--- Begin Text section ---

Remember Digital Asset Planning In Your Estate


Deciding who gets what when we die is difficult enough when it comes to divvying jewelry, collectible baseball cards, family heirlooms, houses and cars. It can be even trickier to arrange control of our digital assets.

In a 2011 survey that was sponsored by McAfee, the security technology company, Americans on average valued their digital assets at nearly $55,000. These digital assets may have emotional or sentimental value, such as a photo-sharing site with family photos or a blog that an heir wants to keep as a memorial to the deceased.

These types of assets can also have monetary value. Examples include a business website that family members or employees intend to continue or an e-stock account. Other types of digital assets are e-mail accounts, social media accounts, music libraries, online documents, virtual currency accounts (e.g., Bitcoin), as well as online banking and commerce services.

A recent article in The Arizona Republic, titled Estate plan should pass down digital heirlooms,” warns that if your digital assets aren't included in your estate plan, then your loved ones might not know about them and could be lost forever.

The best way to protect your virtual assets, the article explains, is to include them in your will or trust and to designate a digital executor to handle them.  Experts advise you to specifically grant your heirs access in those documents and keep a master list of the accounts and the accompanying passwords in a safe place like a safe deposit box. Note: Don't put the passwords in the will or estate plan, just instructions on how to locate them!

--- End Text section ---

» **Short problem**
Can you carry on the piece about digital asset planning in an estate from its final sentence?

--- Begin Dataset extract ---

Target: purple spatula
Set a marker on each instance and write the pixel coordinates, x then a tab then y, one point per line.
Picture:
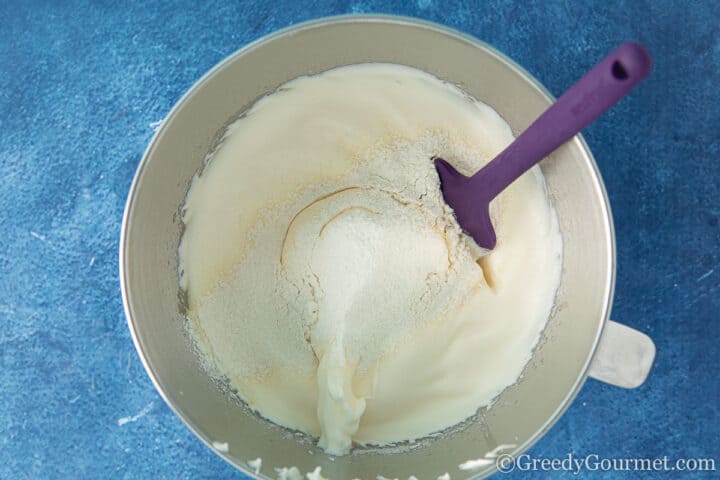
590	97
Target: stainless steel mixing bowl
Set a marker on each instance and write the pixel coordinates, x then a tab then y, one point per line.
152	228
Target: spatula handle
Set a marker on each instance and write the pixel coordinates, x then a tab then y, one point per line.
587	99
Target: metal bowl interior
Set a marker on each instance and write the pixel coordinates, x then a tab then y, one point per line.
152	229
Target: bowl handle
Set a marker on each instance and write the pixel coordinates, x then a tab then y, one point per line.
624	356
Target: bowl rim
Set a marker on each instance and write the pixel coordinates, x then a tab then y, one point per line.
292	30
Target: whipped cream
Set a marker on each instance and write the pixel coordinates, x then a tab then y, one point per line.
328	281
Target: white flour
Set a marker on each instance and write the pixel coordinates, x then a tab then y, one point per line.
329	281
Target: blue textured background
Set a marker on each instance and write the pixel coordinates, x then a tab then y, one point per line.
81	87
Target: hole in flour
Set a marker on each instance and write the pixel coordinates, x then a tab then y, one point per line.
487	271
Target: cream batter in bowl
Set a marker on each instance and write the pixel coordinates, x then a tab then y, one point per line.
151	268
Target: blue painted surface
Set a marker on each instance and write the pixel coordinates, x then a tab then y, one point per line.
81	84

--- End Dataset extract ---

» **Output of the task**
The original article cautions that just because you created an estate plan and a master list doesn't mean that your heirs will have easy access to your accounts; some user-service agreements and regulations could restrict their access.

The article notes that some digital-asset sites are starting to address the whole issue of allowing access by heirs. For instance, Google has the “Inactive Account Manager.” This feature allows the account holder to determine what happens once the account is inactive for a certain period of time.

Experts believe that this is just the beginning—digital access issues will become even more important in the days to come.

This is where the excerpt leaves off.